>> BEGIN Text segment

To: Stitch who wrote (5322)1/24/1999 1:18:00 AM
From: Frodo Baxter  Read Replies (2) | Respond to of 9256
 
Indicators can be leading, coincident, or lagging. Leading is what you want, the other two are useless (i.e. they tell you what you already know).

The reason turns is coincident is this. If a quarter's revenues go up Q/Q, the inventory levels go down. And vice versa. Brownie points if you can tell me why.

For the six quarters before the last, SEG's revenue was in free-fall. Despite this, inventories started to go down (turns going up) anyway. This is because of a) channel stuffing and b) reduced build plans as they came out of denial.

So maybe I should say inventory turns are usually coincident. In any case, a Q/Q increase in turns coincident with a Q/Q increase in revenue is nothing to get excited about.



To: Stitch who wrote (5322)1/24/1999 12:29:00 PM
From: Hungry Investor  Respond to of 9256
 
Stitch,

I think that Lawerence might be right to a degree. Some items that might screw up his analysis:

1. Declining price of producing drives - if the mix still has some older unreserved inventories for components can screw up this analysis - or if they have unprofitable drives and profitable ones and the mix changes significantly which happens a lot as you move to the next generation.

2. Warranty costs - these are a cost of sales and increases or decreases in these reserves (due to reasonable issues or not) can significantly changes the numbers - for example I hope Lawerence was taking out the bloodbath warranty reserve that QNTM sucked up in CY Q3 which was $70 million. If that was in any way bogus, would it reduce current quarter COGS and decrease turns (I'm not saying that it was in any way, just commentary on the mechanics) as well as screw up any calculation for CYQ3.

>> END Text segment

● Exercise instructions:
A: In the forum posts, how large was the warranty reserve that QNTM took in CY Q3?
B: Repeat the part of the forum posts that opens with the words containing "So maybe I should" and closes with "get excited about.".
C: Decide whether each statement agrees with the forum posts: (i) leading indicators are the kind worth having; (ii) SEG's revenue was rising during the six quarters before the last; (iii) warranty costs are described as a cost of sales. For each, give yes or no and quote the deciding words of the forum posts.

>> BEGIN Material provided

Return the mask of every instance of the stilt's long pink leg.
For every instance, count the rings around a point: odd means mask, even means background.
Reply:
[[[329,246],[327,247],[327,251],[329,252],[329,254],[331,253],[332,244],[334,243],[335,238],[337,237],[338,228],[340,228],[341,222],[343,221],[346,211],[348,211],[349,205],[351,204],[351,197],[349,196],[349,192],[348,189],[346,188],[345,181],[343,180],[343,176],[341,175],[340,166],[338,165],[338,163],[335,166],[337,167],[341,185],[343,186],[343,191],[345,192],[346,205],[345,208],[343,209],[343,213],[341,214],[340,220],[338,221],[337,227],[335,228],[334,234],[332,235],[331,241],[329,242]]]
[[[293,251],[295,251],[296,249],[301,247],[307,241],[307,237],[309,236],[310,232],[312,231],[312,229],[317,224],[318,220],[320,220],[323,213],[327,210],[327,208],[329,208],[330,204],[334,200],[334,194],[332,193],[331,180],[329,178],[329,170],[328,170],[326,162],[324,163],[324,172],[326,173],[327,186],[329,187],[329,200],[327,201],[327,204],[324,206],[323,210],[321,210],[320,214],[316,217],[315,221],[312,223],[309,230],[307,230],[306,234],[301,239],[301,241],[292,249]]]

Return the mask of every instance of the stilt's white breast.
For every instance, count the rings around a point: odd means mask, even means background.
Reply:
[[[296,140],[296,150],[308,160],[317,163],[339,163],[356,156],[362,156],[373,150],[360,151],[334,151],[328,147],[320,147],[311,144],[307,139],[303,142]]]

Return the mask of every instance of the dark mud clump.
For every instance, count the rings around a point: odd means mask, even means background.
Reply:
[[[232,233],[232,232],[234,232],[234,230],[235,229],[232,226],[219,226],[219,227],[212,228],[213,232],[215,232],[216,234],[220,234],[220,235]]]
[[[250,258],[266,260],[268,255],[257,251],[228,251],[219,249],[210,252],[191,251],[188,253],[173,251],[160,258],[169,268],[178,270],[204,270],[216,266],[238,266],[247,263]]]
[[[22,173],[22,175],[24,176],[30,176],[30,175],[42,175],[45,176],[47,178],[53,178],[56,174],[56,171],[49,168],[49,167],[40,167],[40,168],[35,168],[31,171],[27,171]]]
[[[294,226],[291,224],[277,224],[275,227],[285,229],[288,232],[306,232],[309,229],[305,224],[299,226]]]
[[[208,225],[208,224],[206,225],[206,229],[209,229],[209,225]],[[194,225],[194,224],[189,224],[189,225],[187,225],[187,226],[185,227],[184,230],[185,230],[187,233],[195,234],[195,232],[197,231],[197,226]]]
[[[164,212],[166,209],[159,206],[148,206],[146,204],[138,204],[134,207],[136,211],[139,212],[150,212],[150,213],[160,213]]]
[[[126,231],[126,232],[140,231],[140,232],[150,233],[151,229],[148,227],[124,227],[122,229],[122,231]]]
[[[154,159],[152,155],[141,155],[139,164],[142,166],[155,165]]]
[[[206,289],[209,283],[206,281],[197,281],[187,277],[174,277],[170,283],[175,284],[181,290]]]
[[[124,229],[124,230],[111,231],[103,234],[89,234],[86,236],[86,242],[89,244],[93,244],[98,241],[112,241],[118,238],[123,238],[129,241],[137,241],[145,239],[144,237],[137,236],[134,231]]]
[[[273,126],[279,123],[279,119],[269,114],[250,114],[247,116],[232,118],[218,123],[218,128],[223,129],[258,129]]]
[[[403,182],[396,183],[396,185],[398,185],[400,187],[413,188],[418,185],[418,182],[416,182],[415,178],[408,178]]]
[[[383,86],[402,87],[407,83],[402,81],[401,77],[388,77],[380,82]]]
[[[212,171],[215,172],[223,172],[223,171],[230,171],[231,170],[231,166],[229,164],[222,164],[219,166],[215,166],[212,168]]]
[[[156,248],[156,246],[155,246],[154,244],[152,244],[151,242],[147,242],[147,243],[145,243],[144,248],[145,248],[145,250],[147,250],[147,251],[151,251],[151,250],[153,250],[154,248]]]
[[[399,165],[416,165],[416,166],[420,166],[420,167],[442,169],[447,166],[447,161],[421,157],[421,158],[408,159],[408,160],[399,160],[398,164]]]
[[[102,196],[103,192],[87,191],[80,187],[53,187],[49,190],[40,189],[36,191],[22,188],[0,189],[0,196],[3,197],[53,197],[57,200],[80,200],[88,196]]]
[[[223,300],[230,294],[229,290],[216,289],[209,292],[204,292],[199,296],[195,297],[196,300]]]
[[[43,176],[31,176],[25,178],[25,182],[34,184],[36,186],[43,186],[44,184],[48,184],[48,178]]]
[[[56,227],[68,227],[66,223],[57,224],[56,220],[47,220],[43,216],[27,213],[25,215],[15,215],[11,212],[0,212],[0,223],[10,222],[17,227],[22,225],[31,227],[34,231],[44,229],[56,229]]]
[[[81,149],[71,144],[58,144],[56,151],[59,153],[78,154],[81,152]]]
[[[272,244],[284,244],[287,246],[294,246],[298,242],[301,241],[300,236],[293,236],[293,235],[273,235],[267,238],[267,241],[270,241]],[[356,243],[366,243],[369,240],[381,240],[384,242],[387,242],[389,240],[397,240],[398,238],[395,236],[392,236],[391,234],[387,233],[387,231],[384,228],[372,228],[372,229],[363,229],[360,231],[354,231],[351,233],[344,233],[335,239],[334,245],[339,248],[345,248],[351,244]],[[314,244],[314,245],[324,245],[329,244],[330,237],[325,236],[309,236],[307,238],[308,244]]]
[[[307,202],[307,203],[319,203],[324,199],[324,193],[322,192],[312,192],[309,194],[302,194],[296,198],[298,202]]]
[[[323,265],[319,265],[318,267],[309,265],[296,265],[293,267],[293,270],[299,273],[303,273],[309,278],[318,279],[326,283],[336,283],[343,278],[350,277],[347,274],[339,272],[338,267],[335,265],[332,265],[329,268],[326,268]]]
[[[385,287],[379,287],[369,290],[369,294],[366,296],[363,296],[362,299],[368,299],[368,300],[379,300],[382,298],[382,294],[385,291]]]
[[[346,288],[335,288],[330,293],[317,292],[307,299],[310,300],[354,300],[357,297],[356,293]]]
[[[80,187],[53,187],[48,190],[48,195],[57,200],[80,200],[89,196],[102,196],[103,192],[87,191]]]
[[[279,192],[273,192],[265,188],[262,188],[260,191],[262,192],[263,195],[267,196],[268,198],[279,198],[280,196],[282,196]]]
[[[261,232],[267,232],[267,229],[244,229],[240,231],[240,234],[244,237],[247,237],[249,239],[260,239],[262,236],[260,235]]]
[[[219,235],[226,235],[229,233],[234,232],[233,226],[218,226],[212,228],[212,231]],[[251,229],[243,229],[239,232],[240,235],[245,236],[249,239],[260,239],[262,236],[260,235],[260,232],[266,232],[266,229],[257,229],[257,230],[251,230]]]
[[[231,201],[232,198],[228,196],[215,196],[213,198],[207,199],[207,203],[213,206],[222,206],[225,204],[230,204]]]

>> END Material provided

● Solutions to the problems:
A: $70 million.

B:
So maybe I should say inventory turns are usually coincident. In any case, a Q/Q increase in turns coincident with a Q/Q increase in revenue is nothing to get excited about.

C:
(i) Yes: "Leading is what you want"
(ii) No: "For the six quarters before the last, SEG's revenue was in free-fall."
(iii) Yes: "Warranty costs - these are a cost of sales"